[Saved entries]
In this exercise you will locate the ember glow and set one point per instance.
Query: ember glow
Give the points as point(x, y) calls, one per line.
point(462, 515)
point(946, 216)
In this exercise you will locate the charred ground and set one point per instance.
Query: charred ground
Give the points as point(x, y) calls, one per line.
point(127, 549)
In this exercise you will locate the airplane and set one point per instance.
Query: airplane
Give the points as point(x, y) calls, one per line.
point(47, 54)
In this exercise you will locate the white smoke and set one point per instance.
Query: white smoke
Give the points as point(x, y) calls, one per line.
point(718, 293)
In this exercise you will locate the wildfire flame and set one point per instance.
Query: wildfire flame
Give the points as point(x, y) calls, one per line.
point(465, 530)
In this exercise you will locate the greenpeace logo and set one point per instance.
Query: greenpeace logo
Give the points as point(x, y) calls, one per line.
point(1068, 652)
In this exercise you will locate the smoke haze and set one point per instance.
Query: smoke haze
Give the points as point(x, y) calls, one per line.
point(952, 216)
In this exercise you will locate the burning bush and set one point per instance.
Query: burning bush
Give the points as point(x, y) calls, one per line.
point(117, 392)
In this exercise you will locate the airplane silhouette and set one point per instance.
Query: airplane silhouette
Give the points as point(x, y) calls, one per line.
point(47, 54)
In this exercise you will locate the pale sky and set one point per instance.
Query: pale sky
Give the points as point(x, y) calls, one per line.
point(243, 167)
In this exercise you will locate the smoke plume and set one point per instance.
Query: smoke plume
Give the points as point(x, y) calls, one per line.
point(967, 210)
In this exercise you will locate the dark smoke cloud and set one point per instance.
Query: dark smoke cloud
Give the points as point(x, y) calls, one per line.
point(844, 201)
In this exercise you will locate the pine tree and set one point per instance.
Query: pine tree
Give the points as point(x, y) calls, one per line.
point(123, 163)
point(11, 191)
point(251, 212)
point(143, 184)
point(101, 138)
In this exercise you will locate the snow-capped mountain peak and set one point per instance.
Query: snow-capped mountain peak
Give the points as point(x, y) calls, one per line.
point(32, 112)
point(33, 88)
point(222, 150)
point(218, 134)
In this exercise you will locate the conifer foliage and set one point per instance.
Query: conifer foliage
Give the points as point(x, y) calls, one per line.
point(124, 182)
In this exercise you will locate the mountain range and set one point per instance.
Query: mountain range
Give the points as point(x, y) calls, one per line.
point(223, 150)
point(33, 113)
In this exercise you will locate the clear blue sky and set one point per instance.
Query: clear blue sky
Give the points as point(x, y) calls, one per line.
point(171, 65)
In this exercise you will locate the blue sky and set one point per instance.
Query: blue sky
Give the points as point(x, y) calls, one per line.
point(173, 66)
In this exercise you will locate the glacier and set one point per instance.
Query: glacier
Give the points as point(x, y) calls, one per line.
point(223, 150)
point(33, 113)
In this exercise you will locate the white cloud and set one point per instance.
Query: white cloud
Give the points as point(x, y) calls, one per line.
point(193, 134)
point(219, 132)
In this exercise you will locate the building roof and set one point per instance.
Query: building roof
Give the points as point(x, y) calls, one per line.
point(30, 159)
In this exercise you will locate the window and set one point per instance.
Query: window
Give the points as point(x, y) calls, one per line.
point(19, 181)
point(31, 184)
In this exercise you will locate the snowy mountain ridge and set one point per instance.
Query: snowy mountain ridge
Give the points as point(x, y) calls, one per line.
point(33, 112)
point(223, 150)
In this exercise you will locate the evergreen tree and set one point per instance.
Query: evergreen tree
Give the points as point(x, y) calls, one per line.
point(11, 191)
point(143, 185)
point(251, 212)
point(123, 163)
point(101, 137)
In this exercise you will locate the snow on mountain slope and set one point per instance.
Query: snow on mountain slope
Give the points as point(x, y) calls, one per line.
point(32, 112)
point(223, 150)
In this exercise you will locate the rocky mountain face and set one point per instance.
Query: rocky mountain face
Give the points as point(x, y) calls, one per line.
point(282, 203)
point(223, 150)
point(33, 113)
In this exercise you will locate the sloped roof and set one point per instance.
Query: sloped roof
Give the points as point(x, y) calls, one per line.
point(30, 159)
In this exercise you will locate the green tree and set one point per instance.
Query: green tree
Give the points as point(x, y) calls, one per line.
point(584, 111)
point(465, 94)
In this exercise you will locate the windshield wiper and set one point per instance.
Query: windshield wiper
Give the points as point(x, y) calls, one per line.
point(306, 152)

PROBLEM REQUIREMENTS -
Reproduce all the entries above. Match them exactly.

WRITTEN RESPONSE -
In this exercise you will locate the ember glow and set one point per instance.
Query: ember glow
Give the points as point(x, y) calls, one per line.
point(462, 515)
point(946, 216)
In this exercise you will locate the charred ground and set one point per instance.
Query: charred ground
Give the points as point(x, y) calls, one per line.
point(127, 549)
In this exercise you will locate the airplane and set one point per instance.
Query: airplane
Give the points as point(x, y) calls, one per line.
point(47, 54)
In this exercise you will locate the white smoke and set one point per instance.
Query: white smoke
Give the points as point(x, y) calls, one per line.
point(718, 293)
In this exercise you will locate the wildfire flame and set one point per instance.
Query: wildfire flame
Give the points as point(x, y) calls, one per line.
point(465, 530)
In this exercise you will locate the greenpeace logo and set one point per instance.
Query: greenpeace logo
Give the points as point(x, y) calls, one per line.
point(1068, 652)
In this exercise you will locate the smoke haze and set one point per instance.
Query: smoke haze
Give the points as point(x, y) calls, one per line.
point(952, 216)
In this exercise you will locate the burning bush and set one point per instance.
Query: burning bush
Give the points as point(x, y) calls, one per line.
point(117, 392)
In this exercise you will locate the airplane silhouette and set one point per instance.
Query: airplane silhouette
Give the points as point(x, y) calls, one per line.
point(47, 54)
In this exercise you will locate the pale sky and set one point per instance.
Query: pale sky
Give the points as point(x, y) calls, one per line.
point(243, 167)
In this exercise you will locate the smoke plume and set one point per instance.
Query: smoke plume
Give the points as point(x, y) calls, one per line.
point(967, 210)
In this exercise you will locate the dark smoke cloud and set one point per instance.
Query: dark smoke cloud
Give the points as point(x, y) calls, one per line.
point(844, 201)
In this exercise you will locate the pine tree and set one point per instance.
Query: pine tree
Give the points as point(x, y) calls, one per line.
point(123, 163)
point(11, 191)
point(251, 212)
point(143, 184)
point(101, 138)
In this exercise you will locate the snow-capped mountain peak and set one point per instance.
Query: snow-capped mountain peak
Give the points as point(x, y) calls, one per line.
point(32, 112)
point(33, 88)
point(222, 150)
point(218, 134)
In this exercise you will locate the conifer foliage and set one point per instance.
Query: conifer foliage
Give the points as point(x, y) calls, one per line.
point(124, 182)
In this exercise you will locate the mountain range and set one point per instance.
Query: mountain range
Give the points as point(x, y) calls, one per line.
point(223, 150)
point(33, 113)
In this exercise you will locate the clear blue sky and set one point per instance.
Query: clear blue sky
Give the points as point(x, y) calls, one per line.
point(171, 65)
In this exercise you will locate the blue sky and set one point per instance.
Query: blue sky
Give the points as point(x, y) calls, one per line.
point(173, 66)
In this exercise you will locate the glacier and set one point per instance.
Query: glacier
Give the points as point(x, y) calls, one per line.
point(223, 150)
point(33, 113)
In this exercise you will locate the white cloud and set one point per instance.
Query: white cloud
Give the points as point(x, y) calls, one per line.
point(193, 134)
point(219, 132)
In this exercise you will locate the building roof and set one point per instance.
Query: building roof
Give the points as point(x, y) calls, one per line.
point(30, 159)
In this exercise you will locate the window and set one point per instance.
Query: window
Give the points as point(x, y) calls, one per line.
point(19, 181)
point(31, 184)
In this exercise you will locate the snowy mountain ridge and set one point per instance.
Query: snowy mountain ridge
Give the points as point(x, y) calls, one per line.
point(33, 112)
point(223, 150)
In this exercise you will locate the evergreen tree and set one point per instance.
Query: evergreen tree
Give the points as point(x, y) calls, one per line.
point(11, 191)
point(143, 185)
point(251, 212)
point(123, 163)
point(101, 137)
In this exercise you will locate the snow on mountain slope and set one point per instance.
Query: snow on mountain slope
Give the points as point(x, y) calls, one per line.
point(32, 112)
point(223, 150)
In this exercise you will locate the rocky mountain face and set one point per instance.
Query: rocky mountain face
Give the points as point(x, y) calls, one per line.
point(282, 203)
point(223, 150)
point(33, 113)
In this exercise you will locate the sloped roof and set one point per instance.
Query: sloped roof
Give the points as point(x, y) calls, one per line.
point(30, 159)
In this exercise you will locate the green tree and set one point per instance.
Query: green tree
Give the points as point(x, y) calls, one per line.
point(584, 111)
point(465, 94)
In this exercise you will locate the windshield wiper and set one point per instance.
Query: windshield wiper
Give the points as point(x, y) calls, one per line.
point(306, 152)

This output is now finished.